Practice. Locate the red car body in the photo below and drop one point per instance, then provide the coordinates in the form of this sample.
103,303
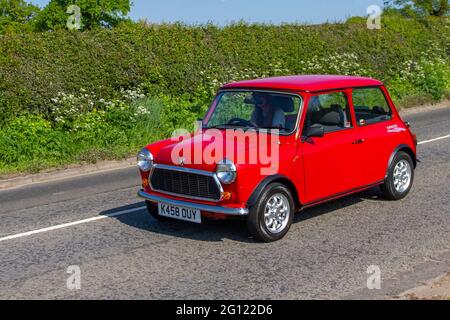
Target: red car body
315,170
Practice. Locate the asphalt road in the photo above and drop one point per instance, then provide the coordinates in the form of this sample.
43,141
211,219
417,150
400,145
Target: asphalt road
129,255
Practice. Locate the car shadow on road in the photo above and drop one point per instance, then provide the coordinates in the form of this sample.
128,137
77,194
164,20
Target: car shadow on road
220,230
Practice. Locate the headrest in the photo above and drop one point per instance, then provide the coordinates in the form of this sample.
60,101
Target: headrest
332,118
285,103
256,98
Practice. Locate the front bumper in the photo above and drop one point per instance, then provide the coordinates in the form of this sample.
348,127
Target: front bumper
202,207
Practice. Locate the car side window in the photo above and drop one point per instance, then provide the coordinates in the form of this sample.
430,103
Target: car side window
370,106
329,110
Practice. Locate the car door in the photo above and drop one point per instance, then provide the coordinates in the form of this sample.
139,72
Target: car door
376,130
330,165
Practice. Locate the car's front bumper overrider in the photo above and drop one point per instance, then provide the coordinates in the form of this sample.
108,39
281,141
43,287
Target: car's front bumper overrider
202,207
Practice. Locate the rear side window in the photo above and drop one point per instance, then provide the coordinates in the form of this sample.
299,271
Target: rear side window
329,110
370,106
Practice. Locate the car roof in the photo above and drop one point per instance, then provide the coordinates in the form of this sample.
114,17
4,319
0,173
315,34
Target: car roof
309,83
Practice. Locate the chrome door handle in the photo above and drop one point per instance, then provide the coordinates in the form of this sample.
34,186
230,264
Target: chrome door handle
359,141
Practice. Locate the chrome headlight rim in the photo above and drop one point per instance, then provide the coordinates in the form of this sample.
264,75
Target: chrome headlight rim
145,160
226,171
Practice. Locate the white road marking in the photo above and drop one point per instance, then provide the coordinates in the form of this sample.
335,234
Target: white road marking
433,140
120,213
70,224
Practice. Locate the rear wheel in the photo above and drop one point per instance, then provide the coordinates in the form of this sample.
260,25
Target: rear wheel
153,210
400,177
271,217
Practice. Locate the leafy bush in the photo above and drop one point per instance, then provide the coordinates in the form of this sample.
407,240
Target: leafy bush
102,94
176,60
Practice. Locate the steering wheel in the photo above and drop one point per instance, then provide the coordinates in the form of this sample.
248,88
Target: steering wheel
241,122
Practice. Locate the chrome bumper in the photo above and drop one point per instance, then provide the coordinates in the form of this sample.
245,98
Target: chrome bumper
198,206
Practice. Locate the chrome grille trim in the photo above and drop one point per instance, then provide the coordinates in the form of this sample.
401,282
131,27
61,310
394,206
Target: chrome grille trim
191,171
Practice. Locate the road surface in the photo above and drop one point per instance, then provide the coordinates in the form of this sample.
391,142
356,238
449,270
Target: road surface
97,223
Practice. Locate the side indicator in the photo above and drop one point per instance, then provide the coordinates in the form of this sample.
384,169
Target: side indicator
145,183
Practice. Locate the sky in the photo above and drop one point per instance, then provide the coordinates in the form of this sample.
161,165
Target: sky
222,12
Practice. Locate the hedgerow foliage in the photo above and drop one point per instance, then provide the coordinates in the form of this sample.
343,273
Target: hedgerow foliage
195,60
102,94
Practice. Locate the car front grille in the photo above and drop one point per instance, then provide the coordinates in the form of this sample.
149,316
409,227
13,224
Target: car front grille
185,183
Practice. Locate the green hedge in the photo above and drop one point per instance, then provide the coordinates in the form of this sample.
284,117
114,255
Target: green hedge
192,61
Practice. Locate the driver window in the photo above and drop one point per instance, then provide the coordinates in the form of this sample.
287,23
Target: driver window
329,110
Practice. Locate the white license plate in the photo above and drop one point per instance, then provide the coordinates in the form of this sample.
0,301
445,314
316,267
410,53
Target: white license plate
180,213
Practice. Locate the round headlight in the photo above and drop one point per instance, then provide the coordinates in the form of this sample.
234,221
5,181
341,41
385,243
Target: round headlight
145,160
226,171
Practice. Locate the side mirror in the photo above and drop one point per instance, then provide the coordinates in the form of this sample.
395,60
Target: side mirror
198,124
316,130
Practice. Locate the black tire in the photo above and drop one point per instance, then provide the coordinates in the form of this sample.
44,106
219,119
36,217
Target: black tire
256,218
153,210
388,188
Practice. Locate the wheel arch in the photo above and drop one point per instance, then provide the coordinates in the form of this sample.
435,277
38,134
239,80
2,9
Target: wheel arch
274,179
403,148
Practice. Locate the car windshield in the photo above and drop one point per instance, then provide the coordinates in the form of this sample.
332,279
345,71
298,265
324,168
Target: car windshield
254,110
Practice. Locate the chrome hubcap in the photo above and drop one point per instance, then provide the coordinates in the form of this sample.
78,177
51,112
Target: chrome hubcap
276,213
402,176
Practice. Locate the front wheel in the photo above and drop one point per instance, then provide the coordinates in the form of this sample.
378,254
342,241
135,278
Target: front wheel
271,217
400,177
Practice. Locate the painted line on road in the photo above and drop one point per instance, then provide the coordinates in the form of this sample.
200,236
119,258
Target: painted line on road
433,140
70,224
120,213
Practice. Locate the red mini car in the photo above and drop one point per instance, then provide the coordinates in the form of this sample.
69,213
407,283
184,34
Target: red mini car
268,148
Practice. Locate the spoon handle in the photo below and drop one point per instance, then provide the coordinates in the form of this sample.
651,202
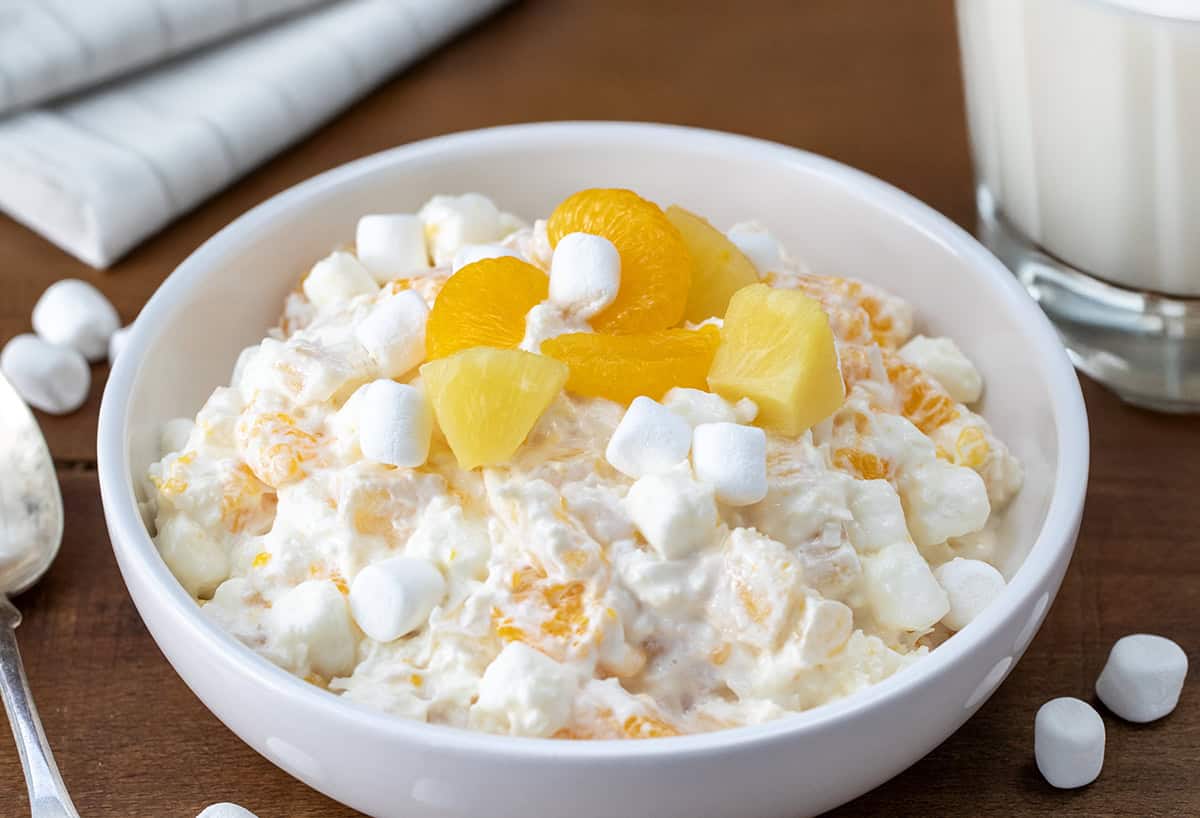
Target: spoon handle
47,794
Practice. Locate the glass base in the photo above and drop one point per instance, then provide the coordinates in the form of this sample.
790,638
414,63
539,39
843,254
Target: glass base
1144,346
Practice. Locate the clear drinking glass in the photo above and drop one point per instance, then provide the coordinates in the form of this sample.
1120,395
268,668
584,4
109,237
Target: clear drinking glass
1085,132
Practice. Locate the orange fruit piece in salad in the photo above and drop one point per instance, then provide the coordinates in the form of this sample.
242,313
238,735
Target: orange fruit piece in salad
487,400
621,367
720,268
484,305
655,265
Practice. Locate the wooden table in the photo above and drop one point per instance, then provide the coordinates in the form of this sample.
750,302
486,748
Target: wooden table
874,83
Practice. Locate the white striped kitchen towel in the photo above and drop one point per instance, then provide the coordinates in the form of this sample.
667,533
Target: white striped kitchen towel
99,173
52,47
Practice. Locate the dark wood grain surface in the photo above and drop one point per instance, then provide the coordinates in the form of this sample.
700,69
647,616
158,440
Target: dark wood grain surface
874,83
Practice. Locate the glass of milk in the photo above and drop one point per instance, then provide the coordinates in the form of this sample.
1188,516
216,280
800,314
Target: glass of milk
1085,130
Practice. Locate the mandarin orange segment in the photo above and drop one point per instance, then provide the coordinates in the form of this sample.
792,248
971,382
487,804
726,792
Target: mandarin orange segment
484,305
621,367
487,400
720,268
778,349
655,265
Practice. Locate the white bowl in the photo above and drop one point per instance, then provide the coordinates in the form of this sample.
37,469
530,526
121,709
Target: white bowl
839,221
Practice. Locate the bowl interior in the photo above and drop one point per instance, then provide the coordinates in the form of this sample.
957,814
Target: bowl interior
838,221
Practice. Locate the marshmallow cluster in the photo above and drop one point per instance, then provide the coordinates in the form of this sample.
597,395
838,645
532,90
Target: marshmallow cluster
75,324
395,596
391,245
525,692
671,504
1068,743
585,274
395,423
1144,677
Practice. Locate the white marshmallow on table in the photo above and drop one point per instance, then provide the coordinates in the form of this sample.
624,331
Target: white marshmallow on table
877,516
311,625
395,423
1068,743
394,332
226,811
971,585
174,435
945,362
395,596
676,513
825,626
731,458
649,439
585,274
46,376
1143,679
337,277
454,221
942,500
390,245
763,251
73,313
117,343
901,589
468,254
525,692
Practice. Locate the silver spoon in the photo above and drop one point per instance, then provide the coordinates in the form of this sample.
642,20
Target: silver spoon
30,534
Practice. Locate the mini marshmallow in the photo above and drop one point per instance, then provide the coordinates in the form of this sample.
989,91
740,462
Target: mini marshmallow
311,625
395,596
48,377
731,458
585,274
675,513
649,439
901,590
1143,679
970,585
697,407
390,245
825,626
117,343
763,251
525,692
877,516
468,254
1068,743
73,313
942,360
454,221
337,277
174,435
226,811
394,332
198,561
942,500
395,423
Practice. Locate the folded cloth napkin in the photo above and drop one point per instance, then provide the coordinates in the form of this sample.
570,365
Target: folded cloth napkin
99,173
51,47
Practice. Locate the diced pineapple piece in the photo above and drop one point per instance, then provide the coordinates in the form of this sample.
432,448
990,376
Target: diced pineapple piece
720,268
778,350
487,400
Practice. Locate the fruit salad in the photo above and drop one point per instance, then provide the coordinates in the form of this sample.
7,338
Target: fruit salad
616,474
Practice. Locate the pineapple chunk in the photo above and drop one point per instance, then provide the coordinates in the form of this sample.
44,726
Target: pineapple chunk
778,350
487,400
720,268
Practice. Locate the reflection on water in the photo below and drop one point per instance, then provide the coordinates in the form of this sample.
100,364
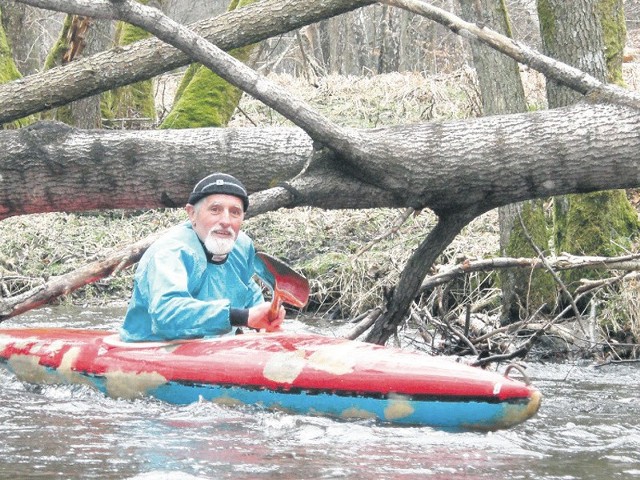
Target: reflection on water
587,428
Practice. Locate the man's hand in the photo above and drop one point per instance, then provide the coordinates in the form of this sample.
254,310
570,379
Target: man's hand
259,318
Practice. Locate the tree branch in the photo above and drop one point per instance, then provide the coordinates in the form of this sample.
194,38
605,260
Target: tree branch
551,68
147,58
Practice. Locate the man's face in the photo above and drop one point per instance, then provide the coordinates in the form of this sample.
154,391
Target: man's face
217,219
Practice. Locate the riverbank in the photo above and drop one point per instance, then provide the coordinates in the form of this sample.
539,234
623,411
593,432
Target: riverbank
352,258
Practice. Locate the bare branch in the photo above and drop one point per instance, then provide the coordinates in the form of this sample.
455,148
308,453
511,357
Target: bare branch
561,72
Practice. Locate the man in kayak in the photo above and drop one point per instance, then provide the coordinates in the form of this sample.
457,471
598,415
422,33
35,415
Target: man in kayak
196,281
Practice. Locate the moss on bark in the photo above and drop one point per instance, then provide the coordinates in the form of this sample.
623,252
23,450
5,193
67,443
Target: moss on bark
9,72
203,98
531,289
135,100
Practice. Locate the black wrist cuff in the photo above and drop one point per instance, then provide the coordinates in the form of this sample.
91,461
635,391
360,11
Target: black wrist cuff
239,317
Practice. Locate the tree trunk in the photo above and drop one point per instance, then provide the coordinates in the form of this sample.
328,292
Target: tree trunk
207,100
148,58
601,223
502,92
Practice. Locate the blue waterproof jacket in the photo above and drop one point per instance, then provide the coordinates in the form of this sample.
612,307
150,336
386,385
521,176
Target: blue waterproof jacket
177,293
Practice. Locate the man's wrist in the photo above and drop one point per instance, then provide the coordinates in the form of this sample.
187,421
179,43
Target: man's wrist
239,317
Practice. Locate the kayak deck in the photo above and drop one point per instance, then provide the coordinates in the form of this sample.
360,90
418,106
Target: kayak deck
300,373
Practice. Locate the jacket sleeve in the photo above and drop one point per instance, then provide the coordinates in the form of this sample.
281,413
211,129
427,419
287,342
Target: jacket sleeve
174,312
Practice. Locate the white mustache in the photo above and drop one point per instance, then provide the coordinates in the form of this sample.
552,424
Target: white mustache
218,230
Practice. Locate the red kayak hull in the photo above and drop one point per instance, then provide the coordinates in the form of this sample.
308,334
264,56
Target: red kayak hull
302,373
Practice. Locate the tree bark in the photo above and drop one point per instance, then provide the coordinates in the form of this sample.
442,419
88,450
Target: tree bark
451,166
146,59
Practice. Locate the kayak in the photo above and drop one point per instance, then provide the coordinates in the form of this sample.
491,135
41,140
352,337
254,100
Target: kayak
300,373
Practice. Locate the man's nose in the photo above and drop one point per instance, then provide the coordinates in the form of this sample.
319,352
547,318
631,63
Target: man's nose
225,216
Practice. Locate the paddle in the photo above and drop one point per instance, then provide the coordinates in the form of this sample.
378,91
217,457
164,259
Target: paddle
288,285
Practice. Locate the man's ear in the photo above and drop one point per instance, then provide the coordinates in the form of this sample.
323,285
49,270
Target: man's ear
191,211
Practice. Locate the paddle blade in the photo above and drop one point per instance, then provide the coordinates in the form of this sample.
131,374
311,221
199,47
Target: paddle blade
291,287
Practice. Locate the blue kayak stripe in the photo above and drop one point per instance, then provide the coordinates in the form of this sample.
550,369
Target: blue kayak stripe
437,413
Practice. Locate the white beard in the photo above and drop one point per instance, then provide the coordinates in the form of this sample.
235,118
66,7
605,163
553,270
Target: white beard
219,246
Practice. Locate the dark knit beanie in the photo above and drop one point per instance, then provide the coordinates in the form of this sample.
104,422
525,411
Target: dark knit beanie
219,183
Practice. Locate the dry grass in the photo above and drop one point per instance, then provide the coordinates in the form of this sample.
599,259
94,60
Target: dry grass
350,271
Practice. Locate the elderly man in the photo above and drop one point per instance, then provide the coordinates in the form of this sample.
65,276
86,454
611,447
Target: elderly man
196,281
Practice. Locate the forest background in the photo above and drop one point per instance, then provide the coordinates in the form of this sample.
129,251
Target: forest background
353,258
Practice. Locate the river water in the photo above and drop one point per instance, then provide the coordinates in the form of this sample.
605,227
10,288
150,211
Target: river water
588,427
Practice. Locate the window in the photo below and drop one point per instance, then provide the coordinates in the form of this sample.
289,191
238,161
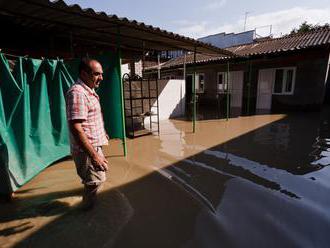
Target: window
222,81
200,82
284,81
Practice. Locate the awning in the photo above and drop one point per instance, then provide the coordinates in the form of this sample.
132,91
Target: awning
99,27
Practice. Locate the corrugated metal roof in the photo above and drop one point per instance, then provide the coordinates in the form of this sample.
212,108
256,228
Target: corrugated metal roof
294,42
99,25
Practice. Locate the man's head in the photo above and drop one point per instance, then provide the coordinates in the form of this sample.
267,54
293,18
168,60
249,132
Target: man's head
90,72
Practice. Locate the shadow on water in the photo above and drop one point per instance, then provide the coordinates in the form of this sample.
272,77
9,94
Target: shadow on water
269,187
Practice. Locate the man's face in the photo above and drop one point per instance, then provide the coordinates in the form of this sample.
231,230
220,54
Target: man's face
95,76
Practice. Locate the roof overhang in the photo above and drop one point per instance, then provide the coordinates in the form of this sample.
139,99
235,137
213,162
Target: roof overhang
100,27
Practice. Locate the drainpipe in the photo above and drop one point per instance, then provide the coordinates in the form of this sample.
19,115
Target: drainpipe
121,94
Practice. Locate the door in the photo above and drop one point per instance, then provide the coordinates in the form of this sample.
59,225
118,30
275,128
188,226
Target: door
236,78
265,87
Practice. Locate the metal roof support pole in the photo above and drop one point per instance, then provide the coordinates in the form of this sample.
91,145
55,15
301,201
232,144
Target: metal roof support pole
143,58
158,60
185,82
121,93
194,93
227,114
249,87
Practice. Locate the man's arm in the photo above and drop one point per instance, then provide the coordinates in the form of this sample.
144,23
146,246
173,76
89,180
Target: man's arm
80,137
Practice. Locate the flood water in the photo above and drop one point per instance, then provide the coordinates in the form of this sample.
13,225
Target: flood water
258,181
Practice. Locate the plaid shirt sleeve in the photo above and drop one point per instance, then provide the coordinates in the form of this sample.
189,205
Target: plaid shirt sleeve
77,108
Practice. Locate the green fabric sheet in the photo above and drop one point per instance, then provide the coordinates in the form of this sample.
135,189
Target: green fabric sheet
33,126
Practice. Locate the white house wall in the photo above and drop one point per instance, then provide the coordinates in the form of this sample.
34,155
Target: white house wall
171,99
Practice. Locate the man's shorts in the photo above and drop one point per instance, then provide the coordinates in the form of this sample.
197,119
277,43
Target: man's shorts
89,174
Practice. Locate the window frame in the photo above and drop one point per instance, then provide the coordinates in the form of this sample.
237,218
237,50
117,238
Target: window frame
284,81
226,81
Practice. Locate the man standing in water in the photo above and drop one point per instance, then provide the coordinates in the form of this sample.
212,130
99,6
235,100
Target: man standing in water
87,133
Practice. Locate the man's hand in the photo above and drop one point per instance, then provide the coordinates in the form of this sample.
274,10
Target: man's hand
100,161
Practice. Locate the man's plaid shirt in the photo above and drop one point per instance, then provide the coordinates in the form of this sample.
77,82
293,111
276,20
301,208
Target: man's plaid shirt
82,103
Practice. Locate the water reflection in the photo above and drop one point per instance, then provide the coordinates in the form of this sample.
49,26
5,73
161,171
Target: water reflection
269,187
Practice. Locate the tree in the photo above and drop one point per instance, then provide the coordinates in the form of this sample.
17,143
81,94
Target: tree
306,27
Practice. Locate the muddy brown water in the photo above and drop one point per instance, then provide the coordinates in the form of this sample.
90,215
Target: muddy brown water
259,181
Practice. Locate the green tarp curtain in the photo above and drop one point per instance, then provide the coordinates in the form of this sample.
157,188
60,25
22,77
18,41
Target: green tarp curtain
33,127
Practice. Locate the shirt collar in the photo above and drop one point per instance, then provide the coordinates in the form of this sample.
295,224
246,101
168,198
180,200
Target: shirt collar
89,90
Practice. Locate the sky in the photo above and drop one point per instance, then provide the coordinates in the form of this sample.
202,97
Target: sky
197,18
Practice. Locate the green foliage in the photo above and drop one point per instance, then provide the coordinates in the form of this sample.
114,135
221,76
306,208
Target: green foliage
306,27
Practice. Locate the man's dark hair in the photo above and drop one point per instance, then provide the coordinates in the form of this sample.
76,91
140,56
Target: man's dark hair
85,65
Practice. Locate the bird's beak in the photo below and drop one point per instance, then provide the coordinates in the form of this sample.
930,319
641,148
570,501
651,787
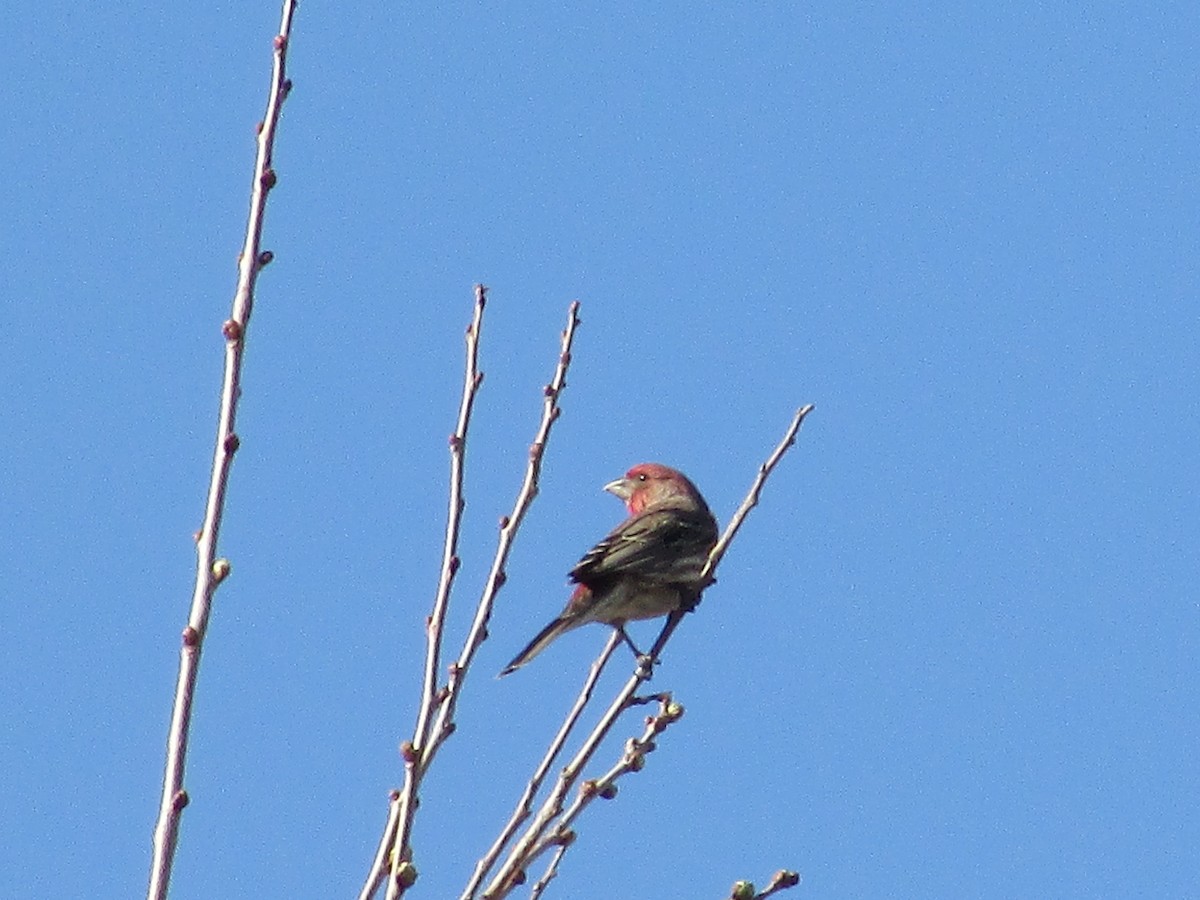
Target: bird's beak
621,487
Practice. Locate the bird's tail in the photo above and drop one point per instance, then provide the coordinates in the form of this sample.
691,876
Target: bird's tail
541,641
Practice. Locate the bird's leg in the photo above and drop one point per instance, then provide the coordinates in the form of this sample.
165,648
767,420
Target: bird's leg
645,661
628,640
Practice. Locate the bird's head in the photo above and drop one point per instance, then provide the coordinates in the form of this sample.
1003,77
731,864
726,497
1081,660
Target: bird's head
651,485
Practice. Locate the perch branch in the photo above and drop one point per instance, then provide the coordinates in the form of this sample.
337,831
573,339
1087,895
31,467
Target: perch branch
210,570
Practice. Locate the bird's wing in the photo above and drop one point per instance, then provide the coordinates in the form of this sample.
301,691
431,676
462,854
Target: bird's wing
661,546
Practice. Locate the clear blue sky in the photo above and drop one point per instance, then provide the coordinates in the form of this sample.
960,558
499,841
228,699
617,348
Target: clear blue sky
☆ ☆ ☆ ☆ ☆ ☆ ☆
* **What the task asks**
Scan the material above for lines holding "below" and copy each of them.

* **Expected answer**
Practice. Locate the red car body in the photo below and drop one point per instance, then provide the coordinates in the form of this sample.
Practice. Locate the spoon handle in the photo below and drop one point per instance, then provide the coordinates in the form of this sample.
Practice. Locate the reflection on water in the photo below and drop one point per instance, then provide the coordinates in the form of this sample.
Practice. Locate the window in the photo below and drop one point per instance, then provide the coordinates in the form of this sample.
Practice. Locate the bird's beak in the photo below and drop one point per instance, then provide the coordinates in the form of this sample.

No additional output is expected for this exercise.